WHAT THIS TASK INVOLVES> Which lines of the records contain "tight"? Collect every one of them.

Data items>
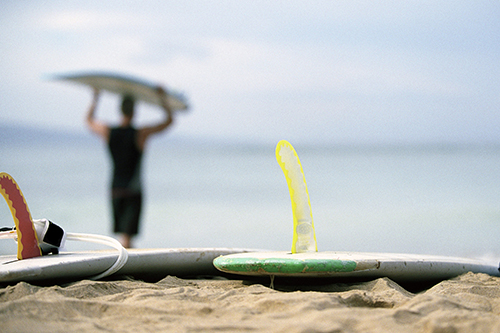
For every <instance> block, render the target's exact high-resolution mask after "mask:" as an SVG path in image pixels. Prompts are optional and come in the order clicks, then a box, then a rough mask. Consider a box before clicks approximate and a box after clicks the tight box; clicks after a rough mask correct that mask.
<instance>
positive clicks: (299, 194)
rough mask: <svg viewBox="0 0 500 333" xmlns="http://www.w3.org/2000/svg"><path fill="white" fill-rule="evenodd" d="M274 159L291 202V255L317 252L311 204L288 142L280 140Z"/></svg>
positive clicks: (292, 149) (308, 193) (307, 194)
mask: <svg viewBox="0 0 500 333" xmlns="http://www.w3.org/2000/svg"><path fill="white" fill-rule="evenodd" d="M276 159H277V160H278V163H279V165H280V166H281V169H282V170H283V173H284V174H285V178H286V181H287V183H288V189H289V191H290V198H291V200H292V212H293V241H292V253H303V252H317V251H318V246H317V244H316V234H315V232H314V223H313V218H312V210H311V202H310V200H309V193H308V192H307V184H306V178H305V177H304V171H303V170H302V165H301V164H300V160H299V156H298V155H297V152H296V151H295V149H293V147H292V145H291V144H290V143H289V142H287V141H285V140H281V141H280V142H278V145H277V146H276Z"/></svg>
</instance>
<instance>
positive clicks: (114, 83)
mask: <svg viewBox="0 0 500 333" xmlns="http://www.w3.org/2000/svg"><path fill="white" fill-rule="evenodd" d="M51 78H52V79H54V80H61V81H68V82H72V83H76V84H81V85H85V86H88V87H91V88H93V89H98V90H105V91H107V92H110V93H113V94H118V95H131V96H133V97H134V98H135V99H136V100H138V101H143V102H146V103H149V104H153V105H157V106H160V107H161V106H162V103H163V102H162V100H161V99H160V97H159V95H158V87H159V86H161V85H160V84H155V83H153V82H149V81H148V80H144V79H140V78H137V77H133V76H130V75H126V74H121V73H114V72H79V73H67V74H56V75H53V76H51ZM166 96H167V97H166V102H167V103H168V104H169V106H170V107H171V108H172V109H173V110H187V109H188V108H189V107H188V102H187V98H186V97H185V96H184V95H183V94H181V93H178V92H175V91H173V90H170V89H167V95H166Z"/></svg>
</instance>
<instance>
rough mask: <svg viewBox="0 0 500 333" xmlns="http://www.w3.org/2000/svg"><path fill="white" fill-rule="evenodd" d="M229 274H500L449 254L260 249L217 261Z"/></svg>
mask: <svg viewBox="0 0 500 333" xmlns="http://www.w3.org/2000/svg"><path fill="white" fill-rule="evenodd" d="M214 265H215V267H216V268H217V269H219V270H220V271H222V272H225V273H231V274H238V275H247V276H286V277H302V278H308V277H309V278H333V279H343V280H344V279H349V278H351V279H352V278H365V279H375V278H380V277H388V278H390V279H392V280H394V281H396V282H423V281H435V280H445V279H449V278H453V277H456V276H458V275H461V274H464V273H467V272H474V273H486V274H490V275H493V276H500V272H499V266H498V263H491V262H486V261H483V260H476V259H467V258H455V257H446V256H432V255H415V254H397V253H363V252H328V251H325V252H308V253H295V254H292V253H291V252H259V253H239V254H231V255H226V256H221V257H219V258H216V259H215V260H214Z"/></svg>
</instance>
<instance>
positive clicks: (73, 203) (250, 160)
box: [0, 133, 500, 258]
mask: <svg viewBox="0 0 500 333" xmlns="http://www.w3.org/2000/svg"><path fill="white" fill-rule="evenodd" d="M276 143H277V142H270V143H268V144H252V145H250V144H236V143H230V142H225V143H224V142H222V143H221V142H218V143H214V142H212V143H207V142H201V141H196V140H182V139H179V138H169V137H168V135H167V136H166V137H164V138H163V137H162V138H160V139H153V141H152V142H150V145H149V146H148V150H147V152H146V155H145V160H144V165H143V171H144V173H143V175H144V184H145V194H146V198H145V210H144V214H143V218H142V224H141V232H140V235H139V236H138V237H137V239H136V242H135V245H136V246H137V247H147V248H154V247H245V248H255V249H270V250H289V249H290V248H291V240H292V223H293V222H292V211H291V204H290V196H289V193H288V187H287V184H286V180H285V177H284V175H283V173H282V171H281V169H280V167H279V165H278V163H277V162H276V158H275V152H274V149H275V145H276ZM291 143H292V144H294V143H293V142H291ZM294 147H295V149H296V151H297V153H298V155H299V157H300V160H301V162H302V166H303V169H304V173H305V177H306V180H307V185H308V190H309V194H310V200H311V206H312V212H313V218H314V224H315V229H316V237H317V242H318V248H319V250H320V251H328V250H330V251H333V250H339V251H370V252H404V253H422V254H441V255H458V256H471V257H488V258H491V257H493V258H495V257H500V242H499V240H498V234H499V230H500V147H498V146H460V145H455V146H450V145H442V146H429V145H427V146H352V147H350V146H334V145H332V146H320V145H318V146H314V145H309V146H301V145H294ZM0 148H1V157H0V171H5V172H8V173H9V174H11V175H12V176H13V177H14V179H15V180H16V181H17V182H18V184H19V185H20V187H21V189H22V191H23V193H24V195H25V197H26V199H27V202H28V205H29V207H30V211H31V214H32V216H33V218H48V219H50V220H52V221H54V222H55V223H57V224H59V225H60V226H61V227H63V228H64V229H65V230H66V231H68V232H82V233H97V234H104V235H112V233H111V214H110V207H109V202H108V179H109V175H110V168H109V166H110V161H109V159H108V156H107V152H106V150H105V147H104V145H103V144H102V143H101V142H100V141H99V140H98V139H97V138H95V137H92V136H90V135H88V136H87V135H67V134H65V135H63V134H57V133H56V134H52V135H48V136H47V135H43V134H39V135H37V134H36V133H35V134H32V135H29V136H28V137H26V138H24V139H23V138H17V137H16V139H13V138H10V139H8V140H7V139H6V137H5V136H4V137H3V139H2V141H0ZM0 221H2V226H10V225H13V220H12V217H11V215H10V211H9V209H8V206H7V205H6V204H1V203H0ZM88 248H100V247H99V246H97V245H89V244H75V243H74V242H68V244H67V246H66V249H67V250H80V249H88ZM8 253H15V243H14V242H13V241H11V240H2V241H1V242H0V254H8Z"/></svg>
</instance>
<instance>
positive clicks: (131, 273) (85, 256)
mask: <svg viewBox="0 0 500 333" xmlns="http://www.w3.org/2000/svg"><path fill="white" fill-rule="evenodd" d="M249 251H255V250H248V249H236V248H171V249H129V250H128V251H127V252H128V260H127V262H126V264H125V265H124V266H123V267H122V268H121V269H120V270H119V271H118V272H116V273H115V274H113V275H112V276H111V277H113V276H115V277H116V276H120V275H127V276H131V277H134V278H138V279H143V280H148V281H154V280H159V279H161V278H163V277H165V276H167V275H175V276H180V277H182V276H200V275H221V273H220V272H219V271H218V270H216V269H215V268H214V266H213V264H212V262H213V260H214V258H216V257H219V256H221V255H227V254H232V253H241V252H249ZM117 256H118V253H117V251H116V250H102V251H82V252H63V253H60V254H57V255H47V256H41V257H36V258H30V259H24V260H18V259H17V258H16V256H15V255H5V256H0V284H10V283H17V282H20V281H25V282H39V283H43V282H45V283H51V282H52V281H64V282H71V281H78V280H82V279H86V278H90V277H92V276H95V275H97V274H99V273H101V272H103V271H105V270H106V269H108V268H109V267H110V266H111V265H113V263H114V262H115V261H116V258H117Z"/></svg>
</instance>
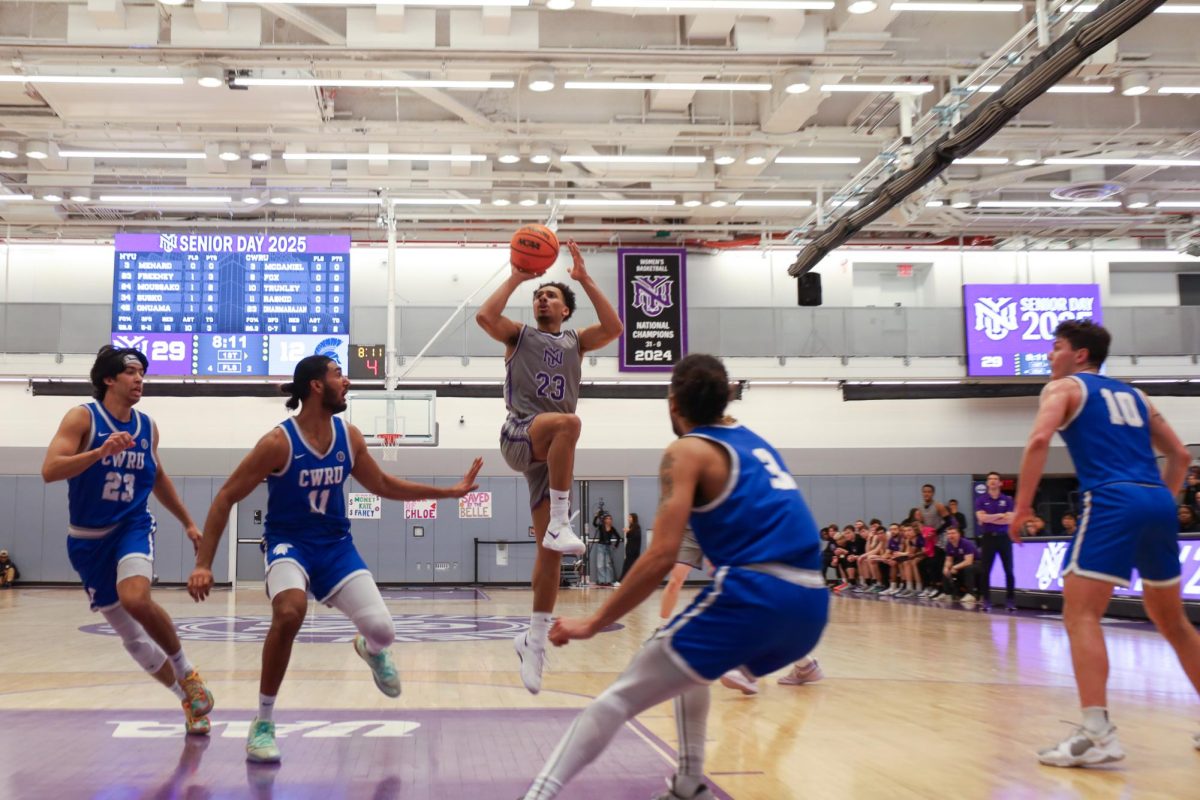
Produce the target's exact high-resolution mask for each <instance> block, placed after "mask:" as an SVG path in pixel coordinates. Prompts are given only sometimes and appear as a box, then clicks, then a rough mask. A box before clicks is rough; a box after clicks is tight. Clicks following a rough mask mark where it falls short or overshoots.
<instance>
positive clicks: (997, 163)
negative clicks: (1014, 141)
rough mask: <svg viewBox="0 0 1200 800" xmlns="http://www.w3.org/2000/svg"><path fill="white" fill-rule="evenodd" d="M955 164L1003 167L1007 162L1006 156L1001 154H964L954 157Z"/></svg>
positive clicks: (962, 164)
mask: <svg viewBox="0 0 1200 800" xmlns="http://www.w3.org/2000/svg"><path fill="white" fill-rule="evenodd" d="M954 163H955V164H961V166H966V167H972V166H973V167H1003V166H1004V164H1007V163H1008V158H1004V157H1003V156H964V157H962V158H955V160H954Z"/></svg>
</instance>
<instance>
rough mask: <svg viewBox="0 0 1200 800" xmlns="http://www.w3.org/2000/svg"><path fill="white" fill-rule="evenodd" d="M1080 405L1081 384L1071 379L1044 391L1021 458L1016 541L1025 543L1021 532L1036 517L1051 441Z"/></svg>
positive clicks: (1045, 385)
mask: <svg viewBox="0 0 1200 800" xmlns="http://www.w3.org/2000/svg"><path fill="white" fill-rule="evenodd" d="M1080 402H1082V398H1081V397H1080V395H1079V384H1078V383H1076V381H1074V380H1070V379H1067V378H1062V379H1058V380H1051V381H1050V383H1049V384H1046V385H1045V389H1043V390H1042V399H1040V401H1039V404H1038V415H1037V417H1034V420H1033V429H1032V431H1031V432H1030V439H1028V441H1026V443H1025V453H1024V455H1022V456H1021V471H1020V475H1019V477H1018V483H1016V501H1015V503H1014V505H1015V507H1014V509H1013V511H1012V518H1010V519H1009V523H1008V524H1009V528H1008V537H1009V539H1012V540H1013V541H1014V542H1019V541H1021V529H1022V528H1024V527H1025V522H1026V521H1027V519H1030V518H1031V517H1033V495H1034V493H1036V492H1037V491H1038V482H1039V481H1040V480H1042V473H1044V471H1045V468H1046V455H1048V453H1049V452H1050V441H1051V440H1052V439H1054V434H1055V432H1056V431H1057V429H1058V428H1061V427H1062V426H1063V423H1064V422H1066V421H1067V420H1068V419H1070V415H1072V414H1073V413H1074V410H1075V408H1078V407H1079V403H1080Z"/></svg>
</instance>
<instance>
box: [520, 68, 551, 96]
mask: <svg viewBox="0 0 1200 800" xmlns="http://www.w3.org/2000/svg"><path fill="white" fill-rule="evenodd" d="M526 86H528V89H529V91H538V92H542V91H552V90H553V89H554V70H553V67H546V66H541V67H534V68H533V70H530V71H529V79H528V80H527V82H526Z"/></svg>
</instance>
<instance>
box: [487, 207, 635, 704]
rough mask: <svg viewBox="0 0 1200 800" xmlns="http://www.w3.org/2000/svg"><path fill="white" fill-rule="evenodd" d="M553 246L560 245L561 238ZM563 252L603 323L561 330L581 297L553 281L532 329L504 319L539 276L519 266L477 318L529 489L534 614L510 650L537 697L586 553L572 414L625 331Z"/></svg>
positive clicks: (513, 448) (533, 295) (515, 451)
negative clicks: (609, 346)
mask: <svg viewBox="0 0 1200 800" xmlns="http://www.w3.org/2000/svg"><path fill="white" fill-rule="evenodd" d="M546 233H550V231H548V230H546ZM552 235H553V234H551V236H552ZM554 245H556V247H557V240H556V242H554ZM566 246H568V247H569V248H570V251H571V260H572V265H571V269H570V271H569V272H568V275H570V277H571V279H572V281H575V282H577V283H578V284H580V285H581V287H583V291H586V293H587V295H588V299H589V300H590V301H592V305H593V307H595V311H596V317H599V319H600V321H599V324H596V325H590V326H588V327H584V329H582V330H563V324H564V323H566V320H569V319H570V318H571V314H574V313H575V293H574V291H572V290H571V288H570V287H568V285H566V284H564V283H554V282H547V283H542V284H540V285H539V287H538V288H536V289H535V290H534V293H533V312H534V319H535V320H536V323H538V325H536V327H530V326H528V325H523V324H522V323H518V321H516V320H514V319H510V318H508V317H505V315H504V307H505V306H506V305H508V302H509V297H511V296H512V293H514V291H516V289H517V287H520V285H521V284H522V283H524V282H526V281H530V279H533V278H535V277H538V276H536V275H534V273H532V272H527V271H523V270H520V269H517V267H516V266H514V267H512V272H511V275H509V277H508V278H506V279H505V281H504V283H502V284H500V287H499V288H498V289H497V290H496V291H494V293H492V296H490V297H488V299H487V300H486V301H485V302H484V305H482V306H481V307H480V309H479V313H478V314H475V321H478V323H479V326H480V327H482V329H484V330H485V331H486V332H487V335H488V336H491V337H492V338H493V339H496V341H497V342H502V343H503V344H504V365H505V378H504V401H505V407H506V408H508V420H505V422H504V427H503V428H502V429H500V452H502V453H503V455H504V461H505V462H508V464H509V467H511V468H512V469H515V470H516V471H518V473H523V474H524V477H526V482H527V483H528V485H529V506H530V509H532V510H533V527H534V539H535V541H536V542H538V555H536V559H535V561H534V566H533V615H532V618H530V622H529V631H528V633H520V634H518V636H517V638H516V639H515V642H514V644H515V646H516V651H517V656H518V657H520V658H521V680H522V681H523V682H524V685H526V688H528V690H529V691H530V692H532V693H534V694H536V693H538V692H540V691H541V672H542V667H544V666H545V657H546V655H545V654H546V637H547V634H548V633H550V622H551V614H552V613H553V610H554V601H556V600H557V597H558V573H559V565H560V564H562V560H563V554H564V553H569V554H571V555H582V554H583V551H584V545H583V541H582V540H580V537H578V536H576V535H575V531H572V530H571V522H570V497H571V481H572V480H574V476H575V445H576V443H577V441H578V440H580V431H581V423H580V417H578V416H576V415H575V408H576V405H577V404H578V401H580V379H581V374H582V365H583V354H584V353H588V351H592V350H599V349H600V348H602V347H605V345H606V344H608V343H610V342H612V341H613V339H616V338H617V337H618V336H620V332H622V330H623V327H622V324H620V317H619V315H618V314H617V309H616V308H613V307H612V303H611V302H608V299H607V297H605V296H604V293H602V291H600V287H598V285H596V283H595V281H593V279H592V276H590V275H588V271H587V266H586V264H584V261H583V255H582V254H581V253H580V248H578V246H576V243H575V242H574V241H569V242H568V243H566ZM547 267H548V264H547Z"/></svg>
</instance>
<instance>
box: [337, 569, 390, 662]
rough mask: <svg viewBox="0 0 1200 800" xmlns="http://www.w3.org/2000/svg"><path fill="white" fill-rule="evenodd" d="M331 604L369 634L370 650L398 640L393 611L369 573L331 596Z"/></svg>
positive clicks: (363, 634)
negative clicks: (383, 599)
mask: <svg viewBox="0 0 1200 800" xmlns="http://www.w3.org/2000/svg"><path fill="white" fill-rule="evenodd" d="M329 604H330V606H332V607H334V608H336V609H337V610H340V612H342V613H343V614H346V615H347V616H348V618H349V619H350V621H352V622H354V627H356V628H359V633H361V634H362V636H364V638H366V640H367V650H370V651H371V652H379V651H380V650H386V649H388V648H390V646H391V643H392V642H395V640H396V628H395V626H394V624H392V621H391V612H389V610H388V606H386V604H385V603H384V602H383V596H382V595H380V594H379V588H378V587H377V585H376V583H374V578H372V577H371V576H370V575H360V576H356V577H354V578H352V579H350V581H349V582H348V583H347V584H346V585H344V587H342V588H341V589H338V590H337V594H336V595H334V596H332V597H330V600H329Z"/></svg>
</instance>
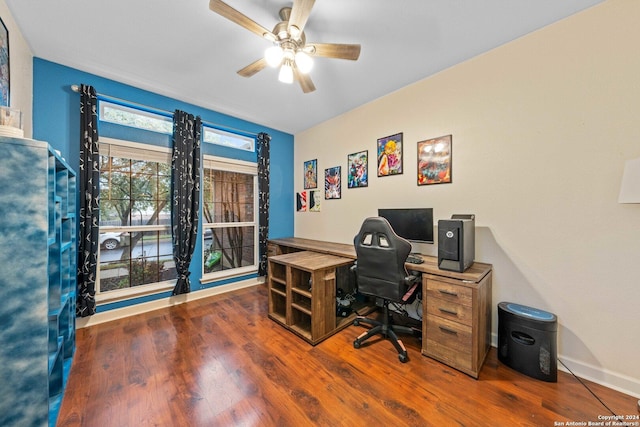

TASK ANSWER>
For every <instance> block, render the target's exact high-resolution mask after "mask:" as an SVG path in image pixels. Prompts are optional and come in the order clicks, then a box, then a rough mask. Consider a box before clicks approximate and a box after clicks the tight box; clicks after a rough mask correct that mask.
Produce the target's exact high-resolution mask for each <instance> block, placed after "mask:" as an SVG path in pixel coordinates. Prompts are given only sometimes and appear as a box, then clicks, then a rough mask. A box before clicks is rough; a box after clicks is tight. Clicks following a rough mask mark where it falls short or overshoots.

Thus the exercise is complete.